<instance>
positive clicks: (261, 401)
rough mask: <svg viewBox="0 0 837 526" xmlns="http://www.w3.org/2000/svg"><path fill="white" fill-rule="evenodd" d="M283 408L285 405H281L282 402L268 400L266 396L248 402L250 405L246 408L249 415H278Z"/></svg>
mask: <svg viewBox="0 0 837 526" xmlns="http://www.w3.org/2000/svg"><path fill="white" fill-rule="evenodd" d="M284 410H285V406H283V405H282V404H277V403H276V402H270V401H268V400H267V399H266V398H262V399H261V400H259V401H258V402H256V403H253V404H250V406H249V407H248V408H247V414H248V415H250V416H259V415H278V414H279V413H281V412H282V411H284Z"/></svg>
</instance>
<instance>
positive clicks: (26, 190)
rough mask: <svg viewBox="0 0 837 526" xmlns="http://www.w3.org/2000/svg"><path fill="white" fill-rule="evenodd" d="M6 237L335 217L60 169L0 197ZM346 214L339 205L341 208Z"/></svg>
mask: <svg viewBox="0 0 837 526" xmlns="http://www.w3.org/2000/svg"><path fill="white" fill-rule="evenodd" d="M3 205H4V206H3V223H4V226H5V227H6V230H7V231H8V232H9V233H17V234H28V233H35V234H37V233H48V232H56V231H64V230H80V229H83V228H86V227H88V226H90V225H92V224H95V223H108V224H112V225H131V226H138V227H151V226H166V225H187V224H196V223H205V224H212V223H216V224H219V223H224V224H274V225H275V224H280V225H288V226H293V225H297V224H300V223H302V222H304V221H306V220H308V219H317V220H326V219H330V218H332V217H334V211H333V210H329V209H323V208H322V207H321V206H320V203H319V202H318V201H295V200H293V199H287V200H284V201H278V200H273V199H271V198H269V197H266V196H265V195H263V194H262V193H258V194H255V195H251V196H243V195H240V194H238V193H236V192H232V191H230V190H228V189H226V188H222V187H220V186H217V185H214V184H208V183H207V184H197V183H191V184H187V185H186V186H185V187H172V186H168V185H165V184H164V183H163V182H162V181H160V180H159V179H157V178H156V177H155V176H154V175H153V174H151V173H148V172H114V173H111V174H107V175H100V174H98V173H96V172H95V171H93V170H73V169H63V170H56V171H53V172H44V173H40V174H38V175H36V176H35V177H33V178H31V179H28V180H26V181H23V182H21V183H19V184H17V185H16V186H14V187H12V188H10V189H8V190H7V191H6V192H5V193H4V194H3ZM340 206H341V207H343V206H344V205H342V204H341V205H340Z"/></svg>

= = =

• TASK PROMPT
Your answer should be exactly the lines of the data above, from the first through the line containing "positive clicks: (26, 190)".

• THE ANSWER
<instance>
positive clicks: (261, 401)
rough mask: <svg viewBox="0 0 837 526" xmlns="http://www.w3.org/2000/svg"><path fill="white" fill-rule="evenodd" d="M283 408L285 405H281L282 402L268 400L266 396L248 402L250 405L246 408L249 415H278Z"/></svg>
mask: <svg viewBox="0 0 837 526" xmlns="http://www.w3.org/2000/svg"><path fill="white" fill-rule="evenodd" d="M284 410H285V406H283V405H282V404H277V403H276V402H270V401H268V400H267V399H266V398H262V399H261V400H259V401H258V402H256V403H253V404H250V406H249V407H248V408H247V414H248V415H250V416H259V415H278V414H279V413H281V412H282V411H284Z"/></svg>
</instance>
<instance>
positive clicks: (26, 190)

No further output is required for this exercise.